Your goal: Below are some entries; can you quote all of them exactly?

Records for processing:
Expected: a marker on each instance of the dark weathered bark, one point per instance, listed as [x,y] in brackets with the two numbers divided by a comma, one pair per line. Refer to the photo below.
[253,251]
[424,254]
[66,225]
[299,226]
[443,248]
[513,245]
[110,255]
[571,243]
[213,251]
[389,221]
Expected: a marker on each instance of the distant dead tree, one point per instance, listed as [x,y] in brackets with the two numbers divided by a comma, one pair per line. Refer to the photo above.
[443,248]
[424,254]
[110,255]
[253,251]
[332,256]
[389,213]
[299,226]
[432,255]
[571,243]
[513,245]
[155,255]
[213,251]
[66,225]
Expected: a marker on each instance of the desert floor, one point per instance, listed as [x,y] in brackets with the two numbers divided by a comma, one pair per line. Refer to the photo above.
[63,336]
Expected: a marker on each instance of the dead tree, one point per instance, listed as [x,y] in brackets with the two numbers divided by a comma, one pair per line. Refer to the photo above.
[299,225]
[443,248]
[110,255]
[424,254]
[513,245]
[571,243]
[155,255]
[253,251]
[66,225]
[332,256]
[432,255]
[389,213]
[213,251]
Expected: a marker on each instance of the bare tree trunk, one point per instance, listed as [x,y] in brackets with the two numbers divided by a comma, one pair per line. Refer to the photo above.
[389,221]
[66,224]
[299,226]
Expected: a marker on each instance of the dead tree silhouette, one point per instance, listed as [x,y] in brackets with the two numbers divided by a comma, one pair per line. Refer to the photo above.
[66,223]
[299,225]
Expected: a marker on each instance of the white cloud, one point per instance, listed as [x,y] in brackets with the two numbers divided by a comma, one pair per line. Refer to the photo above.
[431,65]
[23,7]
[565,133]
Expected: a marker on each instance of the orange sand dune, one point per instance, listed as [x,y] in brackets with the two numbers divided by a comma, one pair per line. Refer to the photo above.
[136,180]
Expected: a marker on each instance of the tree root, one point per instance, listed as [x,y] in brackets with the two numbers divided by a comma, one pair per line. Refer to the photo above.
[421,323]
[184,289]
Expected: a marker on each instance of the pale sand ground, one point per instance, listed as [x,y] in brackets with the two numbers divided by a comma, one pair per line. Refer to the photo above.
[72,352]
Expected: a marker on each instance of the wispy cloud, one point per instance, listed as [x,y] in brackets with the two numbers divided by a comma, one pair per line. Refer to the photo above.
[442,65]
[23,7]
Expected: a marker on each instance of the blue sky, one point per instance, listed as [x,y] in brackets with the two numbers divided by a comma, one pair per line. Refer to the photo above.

Result for this task:
Expected: a marker on each instance of the dark weathered bark, one point per instance, listed as [x,y] in brackets with the two numbers divided by a comma, one pair per line. Refer to the photo below.
[253,251]
[424,254]
[66,225]
[299,226]
[443,248]
[513,245]
[110,255]
[571,243]
[213,251]
[389,221]
Expected: a marker on each instance of the distant dead tree, one point per instance, listed as [x,y] in brackets with the two numbers divided by a comma, one pair per line. Refer to the photo above.
[443,248]
[424,254]
[110,255]
[253,251]
[332,256]
[389,213]
[299,226]
[432,255]
[571,243]
[513,245]
[155,255]
[213,251]
[66,225]
Expected: a marker on each instance of the desert floor, one point per instance, listed as [x,y] in brackets with the two numbers divided by a comma, one pair per line. Refer to the photo above.
[63,336]
Expected: a marker on each instance of the dead tree, one point per instance, listed as [x,y] in brackets with the two numbers divided by a comma, one pair per line. Refer to the photo above.
[299,225]
[443,248]
[110,255]
[424,254]
[513,245]
[571,243]
[155,255]
[253,251]
[66,225]
[332,256]
[432,255]
[389,213]
[213,251]
Expected: a marker on each instance of the bare tree trunk, one point per instance, listed as [x,y] in brackets with the two numbers divided by a comma, one pair per line. Refer to the photo above.
[389,221]
[66,224]
[299,226]
Expected: a marker on each instance of the dead tree silhouette, one point per instance, listed as [x,y] in brackets with the two numbers divided by a comma, one pair per line. Refer to the photo above.
[66,223]
[299,225]
Expected: a marker on each instance of the white cloud, one point per instance, listed as [x,y] in brackets with the two numbers divided by a comma, one pair per line. Refer to the photo above.
[431,65]
[23,7]
[565,133]
Expected: a marker on each instance of the orange sand dune, one point per instance, listed as [x,y] in brackets with the two numbers divided by a comma, one pair per line. Refer to the photo above.
[136,180]
Expected: a marker on each instance of the tree root, one point per instance, listed as [x,y] in brackets with the two numbers divided by a comma, one pair per line. Refer to the photo above.
[421,323]
[184,289]
Expected: a marker on each instance of the pale sand ground, one point per instance, listed as [x,y] in brackets with the two numbers divided by a comma, one pair per line. Refer to the photo above.
[72,352]
Expected: a marker on each instance of the wispy cloud, one point per instance, listed as [x,y] in brackets with the two numbers divided by a comma, one pair per line. Refer to the photo above.
[442,65]
[23,7]
Expected: a marker on each instance of the blue sky, one point per instance, listed as [x,y] in brackets with the two numbers divided by a comma, one pair per line. Refer to the photo above.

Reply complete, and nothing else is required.